## TASK STATEMENT
When a line of the records contains "windshield", copy it.

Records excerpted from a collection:
● ● ● ●

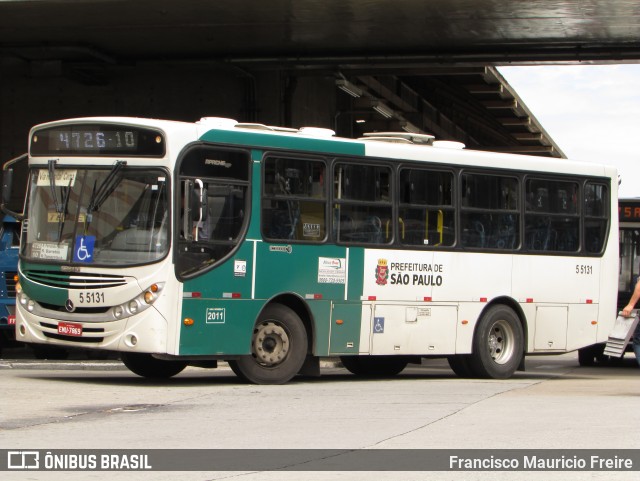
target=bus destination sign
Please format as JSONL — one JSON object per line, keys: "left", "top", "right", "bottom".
{"left": 30, "top": 124, "right": 165, "bottom": 157}
{"left": 619, "top": 200, "right": 640, "bottom": 222}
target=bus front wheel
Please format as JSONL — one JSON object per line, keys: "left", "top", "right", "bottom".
{"left": 120, "top": 352, "right": 187, "bottom": 379}
{"left": 470, "top": 305, "right": 524, "bottom": 379}
{"left": 228, "top": 303, "right": 308, "bottom": 385}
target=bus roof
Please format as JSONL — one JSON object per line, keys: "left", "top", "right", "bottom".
{"left": 30, "top": 116, "right": 616, "bottom": 179}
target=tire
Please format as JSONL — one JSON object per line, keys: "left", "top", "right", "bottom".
{"left": 469, "top": 305, "right": 524, "bottom": 379}
{"left": 339, "top": 355, "right": 408, "bottom": 377}
{"left": 228, "top": 303, "right": 308, "bottom": 385}
{"left": 120, "top": 352, "right": 187, "bottom": 379}
{"left": 447, "top": 355, "right": 477, "bottom": 378}
{"left": 578, "top": 343, "right": 606, "bottom": 366}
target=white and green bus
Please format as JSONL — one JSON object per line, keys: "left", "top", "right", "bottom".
{"left": 2, "top": 116, "right": 618, "bottom": 383}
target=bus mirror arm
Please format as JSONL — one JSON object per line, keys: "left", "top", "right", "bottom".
{"left": 1, "top": 153, "right": 27, "bottom": 220}
{"left": 194, "top": 179, "right": 204, "bottom": 241}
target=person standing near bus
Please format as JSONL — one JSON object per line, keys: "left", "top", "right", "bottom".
{"left": 620, "top": 280, "right": 640, "bottom": 367}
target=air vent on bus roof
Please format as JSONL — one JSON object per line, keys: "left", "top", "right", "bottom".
{"left": 359, "top": 136, "right": 413, "bottom": 144}
{"left": 298, "top": 127, "right": 336, "bottom": 137}
{"left": 198, "top": 117, "right": 238, "bottom": 128}
{"left": 433, "top": 140, "right": 466, "bottom": 150}
{"left": 360, "top": 132, "right": 435, "bottom": 145}
{"left": 235, "top": 123, "right": 298, "bottom": 133}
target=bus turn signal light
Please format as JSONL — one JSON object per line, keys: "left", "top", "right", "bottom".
{"left": 184, "top": 318, "right": 194, "bottom": 326}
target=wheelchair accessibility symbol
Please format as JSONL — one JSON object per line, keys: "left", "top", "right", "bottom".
{"left": 373, "top": 316, "right": 385, "bottom": 334}
{"left": 73, "top": 235, "right": 95, "bottom": 263}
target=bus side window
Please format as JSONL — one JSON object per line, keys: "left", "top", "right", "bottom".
{"left": 333, "top": 162, "right": 392, "bottom": 245}
{"left": 525, "top": 178, "right": 579, "bottom": 252}
{"left": 262, "top": 156, "right": 327, "bottom": 242}
{"left": 584, "top": 182, "right": 608, "bottom": 253}
{"left": 398, "top": 168, "right": 454, "bottom": 248}
{"left": 461, "top": 172, "right": 519, "bottom": 250}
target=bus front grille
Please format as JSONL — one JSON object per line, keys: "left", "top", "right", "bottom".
{"left": 22, "top": 270, "right": 127, "bottom": 289}
{"left": 38, "top": 302, "right": 111, "bottom": 314}
{"left": 40, "top": 322, "right": 105, "bottom": 343}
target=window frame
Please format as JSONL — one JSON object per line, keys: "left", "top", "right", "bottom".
{"left": 261, "top": 153, "right": 329, "bottom": 244}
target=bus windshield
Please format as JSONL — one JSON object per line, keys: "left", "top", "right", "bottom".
{"left": 22, "top": 166, "right": 169, "bottom": 265}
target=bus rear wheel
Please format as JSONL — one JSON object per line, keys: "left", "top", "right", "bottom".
{"left": 120, "top": 352, "right": 187, "bottom": 379}
{"left": 470, "top": 305, "right": 523, "bottom": 379}
{"left": 228, "top": 303, "right": 307, "bottom": 385}
{"left": 339, "top": 356, "right": 408, "bottom": 377}
{"left": 447, "top": 355, "right": 476, "bottom": 378}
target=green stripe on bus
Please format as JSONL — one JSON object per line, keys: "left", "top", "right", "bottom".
{"left": 199, "top": 129, "right": 365, "bottom": 156}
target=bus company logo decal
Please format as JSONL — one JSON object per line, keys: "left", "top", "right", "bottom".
{"left": 269, "top": 245, "right": 292, "bottom": 254}
{"left": 204, "top": 158, "right": 232, "bottom": 168}
{"left": 318, "top": 257, "right": 346, "bottom": 284}
{"left": 375, "top": 259, "right": 388, "bottom": 286}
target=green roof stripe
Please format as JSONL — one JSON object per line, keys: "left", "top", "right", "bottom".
{"left": 199, "top": 129, "right": 365, "bottom": 156}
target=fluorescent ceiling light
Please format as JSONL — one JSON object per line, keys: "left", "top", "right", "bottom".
{"left": 400, "top": 121, "right": 422, "bottom": 134}
{"left": 336, "top": 79, "right": 363, "bottom": 98}
{"left": 371, "top": 101, "right": 394, "bottom": 119}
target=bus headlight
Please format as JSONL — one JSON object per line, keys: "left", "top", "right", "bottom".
{"left": 110, "top": 282, "right": 165, "bottom": 320}
{"left": 19, "top": 293, "right": 28, "bottom": 305}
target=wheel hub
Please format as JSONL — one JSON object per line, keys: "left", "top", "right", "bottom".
{"left": 252, "top": 321, "right": 290, "bottom": 366}
{"left": 487, "top": 321, "right": 513, "bottom": 364}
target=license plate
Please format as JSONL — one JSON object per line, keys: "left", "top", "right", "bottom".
{"left": 7, "top": 315, "right": 15, "bottom": 325}
{"left": 58, "top": 321, "right": 83, "bottom": 337}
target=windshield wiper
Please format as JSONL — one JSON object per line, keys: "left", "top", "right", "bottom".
{"left": 47, "top": 159, "right": 72, "bottom": 242}
{"left": 84, "top": 160, "right": 126, "bottom": 232}
{"left": 48, "top": 159, "right": 61, "bottom": 214}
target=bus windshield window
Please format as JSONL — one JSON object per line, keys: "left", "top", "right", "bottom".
{"left": 22, "top": 167, "right": 169, "bottom": 265}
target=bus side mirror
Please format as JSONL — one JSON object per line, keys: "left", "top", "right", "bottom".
{"left": 1, "top": 153, "right": 27, "bottom": 221}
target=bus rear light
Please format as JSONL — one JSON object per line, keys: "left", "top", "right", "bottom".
{"left": 586, "top": 299, "right": 593, "bottom": 304}
{"left": 183, "top": 292, "right": 201, "bottom": 298}
{"left": 480, "top": 297, "right": 487, "bottom": 302}
{"left": 305, "top": 294, "right": 322, "bottom": 300}
{"left": 368, "top": 296, "right": 377, "bottom": 301}
{"left": 184, "top": 318, "right": 194, "bottom": 326}
{"left": 526, "top": 298, "right": 534, "bottom": 303}
{"left": 423, "top": 297, "right": 432, "bottom": 302}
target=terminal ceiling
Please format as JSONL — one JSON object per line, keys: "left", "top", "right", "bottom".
{"left": 2, "top": 0, "right": 639, "bottom": 158}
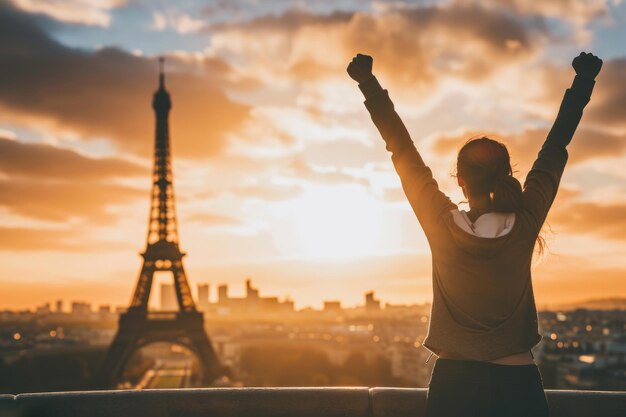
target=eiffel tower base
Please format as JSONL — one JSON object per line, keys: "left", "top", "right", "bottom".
{"left": 96, "top": 310, "right": 226, "bottom": 389}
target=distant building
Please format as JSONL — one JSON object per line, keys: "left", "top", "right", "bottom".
{"left": 246, "top": 278, "right": 259, "bottom": 299}
{"left": 55, "top": 299, "right": 63, "bottom": 313}
{"left": 365, "top": 291, "right": 381, "bottom": 313}
{"left": 218, "top": 284, "right": 229, "bottom": 303}
{"left": 71, "top": 301, "right": 92, "bottom": 316}
{"left": 36, "top": 303, "right": 51, "bottom": 316}
{"left": 215, "top": 279, "right": 294, "bottom": 316}
{"left": 197, "top": 283, "right": 210, "bottom": 311}
{"left": 160, "top": 283, "right": 177, "bottom": 311}
{"left": 324, "top": 301, "right": 342, "bottom": 313}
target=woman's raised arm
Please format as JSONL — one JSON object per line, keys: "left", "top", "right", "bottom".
{"left": 522, "top": 52, "right": 602, "bottom": 231}
{"left": 347, "top": 54, "right": 457, "bottom": 234}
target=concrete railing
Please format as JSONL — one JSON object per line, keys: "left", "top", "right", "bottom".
{"left": 0, "top": 388, "right": 625, "bottom": 417}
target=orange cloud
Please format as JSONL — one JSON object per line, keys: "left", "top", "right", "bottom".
{"left": 341, "top": 5, "right": 543, "bottom": 84}
{"left": 381, "top": 187, "right": 410, "bottom": 203}
{"left": 0, "top": 179, "right": 144, "bottom": 223}
{"left": 432, "top": 127, "right": 626, "bottom": 171}
{"left": 184, "top": 212, "right": 241, "bottom": 225}
{"left": 0, "top": 225, "right": 133, "bottom": 252}
{"left": 549, "top": 201, "right": 626, "bottom": 241}
{"left": 213, "top": 4, "right": 547, "bottom": 87}
{"left": 0, "top": 137, "right": 147, "bottom": 179}
{"left": 287, "top": 158, "right": 370, "bottom": 187}
{"left": 231, "top": 184, "right": 303, "bottom": 202}
{"left": 0, "top": 136, "right": 148, "bottom": 224}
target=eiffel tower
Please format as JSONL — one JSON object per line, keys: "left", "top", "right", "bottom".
{"left": 97, "top": 58, "right": 224, "bottom": 388}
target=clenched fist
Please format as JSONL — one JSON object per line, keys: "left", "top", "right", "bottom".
{"left": 572, "top": 52, "right": 602, "bottom": 80}
{"left": 347, "top": 54, "right": 374, "bottom": 83}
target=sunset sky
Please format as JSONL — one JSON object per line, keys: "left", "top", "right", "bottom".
{"left": 1, "top": 0, "right": 625, "bottom": 311}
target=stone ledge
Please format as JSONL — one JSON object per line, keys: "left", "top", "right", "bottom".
{"left": 0, "top": 388, "right": 624, "bottom": 417}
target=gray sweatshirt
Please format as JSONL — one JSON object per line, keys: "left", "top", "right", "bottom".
{"left": 359, "top": 74, "right": 595, "bottom": 361}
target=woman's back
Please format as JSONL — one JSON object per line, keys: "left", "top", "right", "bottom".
{"left": 425, "top": 206, "right": 540, "bottom": 360}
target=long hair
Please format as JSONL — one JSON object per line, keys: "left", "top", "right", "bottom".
{"left": 455, "top": 137, "right": 545, "bottom": 255}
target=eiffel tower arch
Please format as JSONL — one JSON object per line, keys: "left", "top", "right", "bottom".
{"left": 97, "top": 59, "right": 225, "bottom": 388}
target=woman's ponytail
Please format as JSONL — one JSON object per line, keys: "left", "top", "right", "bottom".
{"left": 492, "top": 174, "right": 523, "bottom": 213}
{"left": 457, "top": 136, "right": 546, "bottom": 255}
{"left": 457, "top": 137, "right": 524, "bottom": 213}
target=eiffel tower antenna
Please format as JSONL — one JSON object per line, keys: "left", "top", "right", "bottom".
{"left": 159, "top": 56, "right": 165, "bottom": 88}
{"left": 97, "top": 57, "right": 224, "bottom": 388}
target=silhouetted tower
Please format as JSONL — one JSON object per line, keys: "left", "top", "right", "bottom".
{"left": 97, "top": 58, "right": 224, "bottom": 388}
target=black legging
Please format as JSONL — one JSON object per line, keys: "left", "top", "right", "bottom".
{"left": 425, "top": 358, "right": 550, "bottom": 417}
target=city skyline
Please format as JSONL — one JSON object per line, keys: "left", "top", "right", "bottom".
{"left": 1, "top": 279, "right": 390, "bottom": 313}
{"left": 5, "top": 278, "right": 626, "bottom": 314}
{"left": 1, "top": 0, "right": 626, "bottom": 310}
{"left": 2, "top": 290, "right": 624, "bottom": 391}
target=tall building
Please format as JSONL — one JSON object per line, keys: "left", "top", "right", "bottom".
{"left": 160, "top": 283, "right": 177, "bottom": 311}
{"left": 98, "top": 305, "right": 112, "bottom": 317}
{"left": 324, "top": 301, "right": 342, "bottom": 313}
{"left": 365, "top": 291, "right": 381, "bottom": 313}
{"left": 198, "top": 283, "right": 210, "bottom": 311}
{"left": 246, "top": 278, "right": 259, "bottom": 299}
{"left": 218, "top": 284, "right": 229, "bottom": 303}
{"left": 36, "top": 303, "right": 51, "bottom": 315}
{"left": 71, "top": 301, "right": 92, "bottom": 316}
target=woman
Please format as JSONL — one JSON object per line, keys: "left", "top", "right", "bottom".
{"left": 347, "top": 52, "right": 602, "bottom": 416}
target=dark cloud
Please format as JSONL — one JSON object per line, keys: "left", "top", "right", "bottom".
{"left": 0, "top": 137, "right": 147, "bottom": 179}
{"left": 535, "top": 58, "right": 626, "bottom": 131}
{"left": 211, "top": 8, "right": 353, "bottom": 32}
{"left": 0, "top": 178, "right": 145, "bottom": 222}
{"left": 0, "top": 1, "right": 249, "bottom": 159}
{"left": 480, "top": 0, "right": 607, "bottom": 22}
{"left": 587, "top": 58, "right": 626, "bottom": 129}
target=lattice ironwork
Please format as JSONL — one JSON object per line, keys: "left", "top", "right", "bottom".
{"left": 97, "top": 59, "right": 224, "bottom": 388}
{"left": 127, "top": 57, "right": 194, "bottom": 313}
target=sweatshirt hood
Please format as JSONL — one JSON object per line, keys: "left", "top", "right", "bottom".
{"left": 444, "top": 209, "right": 517, "bottom": 257}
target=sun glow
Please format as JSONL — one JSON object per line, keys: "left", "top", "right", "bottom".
{"left": 273, "top": 185, "right": 384, "bottom": 260}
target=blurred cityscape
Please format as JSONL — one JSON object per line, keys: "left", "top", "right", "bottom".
{"left": 1, "top": 279, "right": 625, "bottom": 393}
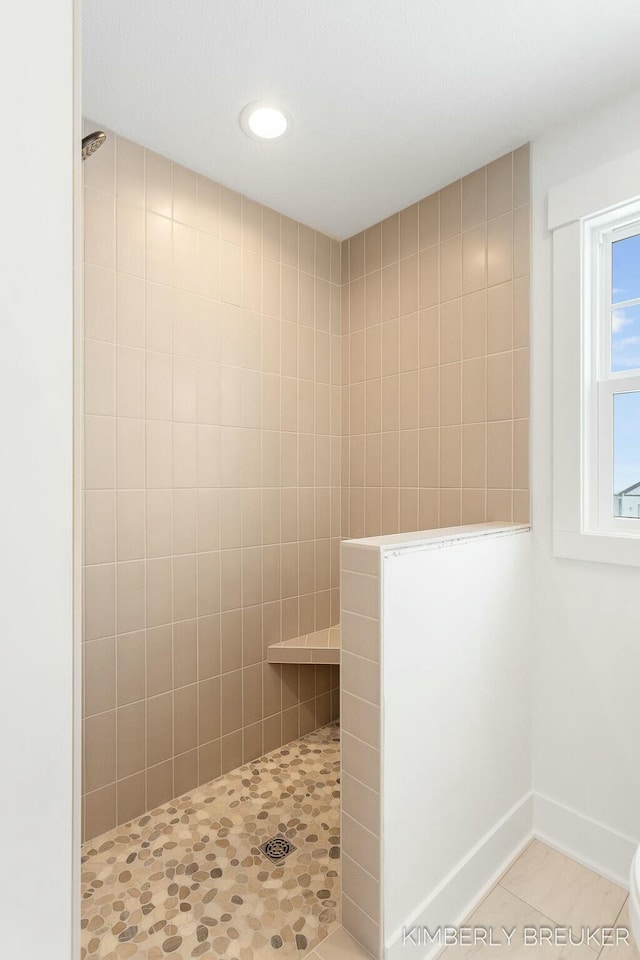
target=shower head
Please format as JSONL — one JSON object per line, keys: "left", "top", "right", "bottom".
{"left": 82, "top": 131, "right": 106, "bottom": 161}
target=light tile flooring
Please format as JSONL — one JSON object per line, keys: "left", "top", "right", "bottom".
{"left": 442, "top": 840, "right": 638, "bottom": 960}
{"left": 81, "top": 723, "right": 341, "bottom": 959}
{"left": 81, "top": 736, "right": 638, "bottom": 960}
{"left": 303, "top": 925, "right": 372, "bottom": 959}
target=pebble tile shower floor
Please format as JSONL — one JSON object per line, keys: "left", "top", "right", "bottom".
{"left": 81, "top": 723, "right": 341, "bottom": 959}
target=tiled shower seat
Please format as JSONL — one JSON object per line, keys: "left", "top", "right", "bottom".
{"left": 267, "top": 624, "right": 341, "bottom": 664}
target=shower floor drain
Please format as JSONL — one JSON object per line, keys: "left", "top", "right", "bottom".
{"left": 259, "top": 834, "right": 297, "bottom": 864}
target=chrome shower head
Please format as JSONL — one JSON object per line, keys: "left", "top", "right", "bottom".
{"left": 82, "top": 131, "right": 106, "bottom": 161}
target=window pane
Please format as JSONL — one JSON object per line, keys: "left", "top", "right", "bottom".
{"left": 612, "top": 303, "right": 640, "bottom": 372}
{"left": 613, "top": 391, "right": 640, "bottom": 518}
{"left": 612, "top": 232, "right": 640, "bottom": 304}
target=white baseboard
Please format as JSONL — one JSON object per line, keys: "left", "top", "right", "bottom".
{"left": 382, "top": 792, "right": 637, "bottom": 960}
{"left": 533, "top": 792, "right": 637, "bottom": 889}
{"left": 385, "top": 792, "right": 534, "bottom": 960}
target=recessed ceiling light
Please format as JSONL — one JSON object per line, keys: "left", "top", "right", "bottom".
{"left": 240, "top": 102, "right": 291, "bottom": 141}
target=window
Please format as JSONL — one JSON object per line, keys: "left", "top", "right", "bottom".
{"left": 550, "top": 149, "right": 640, "bottom": 567}
{"left": 584, "top": 204, "right": 640, "bottom": 535}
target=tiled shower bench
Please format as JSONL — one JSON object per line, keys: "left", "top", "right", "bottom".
{"left": 267, "top": 625, "right": 341, "bottom": 664}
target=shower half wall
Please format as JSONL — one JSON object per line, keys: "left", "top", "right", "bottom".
{"left": 82, "top": 126, "right": 341, "bottom": 839}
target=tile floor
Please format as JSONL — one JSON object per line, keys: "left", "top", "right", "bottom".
{"left": 441, "top": 840, "right": 638, "bottom": 960}
{"left": 81, "top": 736, "right": 638, "bottom": 960}
{"left": 81, "top": 723, "right": 341, "bottom": 959}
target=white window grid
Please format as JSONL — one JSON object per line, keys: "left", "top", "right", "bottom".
{"left": 584, "top": 201, "right": 640, "bottom": 535}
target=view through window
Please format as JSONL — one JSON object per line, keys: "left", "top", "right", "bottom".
{"left": 611, "top": 231, "right": 640, "bottom": 518}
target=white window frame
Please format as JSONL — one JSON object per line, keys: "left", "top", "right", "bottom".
{"left": 550, "top": 146, "right": 640, "bottom": 567}
{"left": 585, "top": 206, "right": 640, "bottom": 535}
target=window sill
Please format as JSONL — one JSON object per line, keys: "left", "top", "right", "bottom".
{"left": 553, "top": 529, "right": 640, "bottom": 567}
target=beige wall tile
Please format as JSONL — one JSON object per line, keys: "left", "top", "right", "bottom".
{"left": 487, "top": 281, "right": 513, "bottom": 354}
{"left": 440, "top": 236, "right": 462, "bottom": 302}
{"left": 174, "top": 619, "right": 197, "bottom": 688}
{"left": 419, "top": 305, "right": 439, "bottom": 368}
{"left": 462, "top": 357, "right": 487, "bottom": 424}
{"left": 487, "top": 420, "right": 513, "bottom": 489}
{"left": 399, "top": 203, "right": 419, "bottom": 259}
{"left": 462, "top": 167, "right": 487, "bottom": 231}
{"left": 487, "top": 152, "right": 513, "bottom": 219}
{"left": 221, "top": 187, "right": 242, "bottom": 244}
{"left": 514, "top": 418, "right": 530, "bottom": 491}
{"left": 342, "top": 854, "right": 380, "bottom": 920}
{"left": 84, "top": 131, "right": 529, "bottom": 838}
{"left": 462, "top": 225, "right": 487, "bottom": 294}
{"left": 117, "top": 700, "right": 146, "bottom": 778}
{"left": 514, "top": 489, "right": 530, "bottom": 523}
{"left": 85, "top": 563, "right": 116, "bottom": 641}
{"left": 146, "top": 151, "right": 172, "bottom": 218}
{"left": 84, "top": 636, "right": 116, "bottom": 717}
{"left": 85, "top": 710, "right": 116, "bottom": 792}
{"left": 488, "top": 350, "right": 513, "bottom": 422}
{"left": 146, "top": 282, "right": 172, "bottom": 354}
{"left": 117, "top": 772, "right": 146, "bottom": 826}
{"left": 85, "top": 188, "right": 116, "bottom": 270}
{"left": 85, "top": 491, "right": 115, "bottom": 565}
{"left": 440, "top": 487, "right": 462, "bottom": 525}
{"left": 419, "top": 366, "right": 439, "bottom": 428}
{"left": 440, "top": 299, "right": 461, "bottom": 364}
{"left": 146, "top": 625, "right": 173, "bottom": 697}
{"left": 440, "top": 425, "right": 462, "bottom": 488}
{"left": 173, "top": 554, "right": 197, "bottom": 621}
{"left": 199, "top": 737, "right": 222, "bottom": 783}
{"left": 146, "top": 759, "right": 173, "bottom": 810}
{"left": 462, "top": 290, "right": 487, "bottom": 360}
{"left": 440, "top": 362, "right": 461, "bottom": 426}
{"left": 116, "top": 418, "right": 145, "bottom": 488}
{"left": 116, "top": 201, "right": 145, "bottom": 278}
{"left": 85, "top": 263, "right": 116, "bottom": 343}
{"left": 117, "top": 560, "right": 145, "bottom": 634}
{"left": 487, "top": 488, "right": 513, "bottom": 522}
{"left": 116, "top": 274, "right": 145, "bottom": 348}
{"left": 117, "top": 490, "right": 145, "bottom": 561}
{"left": 440, "top": 180, "right": 461, "bottom": 240}
{"left": 514, "top": 347, "right": 530, "bottom": 418}
{"left": 221, "top": 731, "right": 243, "bottom": 773}
{"left": 514, "top": 204, "right": 530, "bottom": 279}
{"left": 221, "top": 669, "right": 243, "bottom": 736}
{"left": 419, "top": 192, "right": 440, "bottom": 249}
{"left": 147, "top": 692, "right": 173, "bottom": 766}
{"left": 513, "top": 276, "right": 530, "bottom": 349}
{"left": 117, "top": 630, "right": 146, "bottom": 706}
{"left": 173, "top": 164, "right": 198, "bottom": 227}
{"left": 84, "top": 784, "right": 117, "bottom": 841}
{"left": 198, "top": 615, "right": 221, "bottom": 680}
{"left": 513, "top": 144, "right": 530, "bottom": 207}
{"left": 85, "top": 340, "right": 115, "bottom": 416}
{"left": 173, "top": 289, "right": 198, "bottom": 359}
{"left": 343, "top": 811, "right": 380, "bottom": 880}
{"left": 85, "top": 415, "right": 115, "bottom": 490}
{"left": 487, "top": 212, "right": 513, "bottom": 287}
{"left": 462, "top": 423, "right": 487, "bottom": 489}
{"left": 173, "top": 683, "right": 197, "bottom": 755}
{"left": 462, "top": 488, "right": 486, "bottom": 524}
{"left": 146, "top": 557, "right": 172, "bottom": 627}
{"left": 341, "top": 896, "right": 380, "bottom": 959}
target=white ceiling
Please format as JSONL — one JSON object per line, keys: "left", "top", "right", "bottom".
{"left": 84, "top": 0, "right": 640, "bottom": 239}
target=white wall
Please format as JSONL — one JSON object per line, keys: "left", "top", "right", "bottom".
{"left": 382, "top": 528, "right": 532, "bottom": 959}
{"left": 531, "top": 87, "right": 640, "bottom": 881}
{"left": 0, "top": 0, "right": 77, "bottom": 955}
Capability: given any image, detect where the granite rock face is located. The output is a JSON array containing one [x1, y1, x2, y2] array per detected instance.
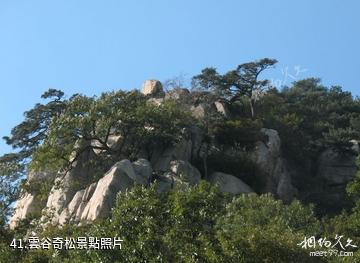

● ● ● ●

## THE ANSWER
target=bus windshield
target=windshield wiper
target=bus windshield window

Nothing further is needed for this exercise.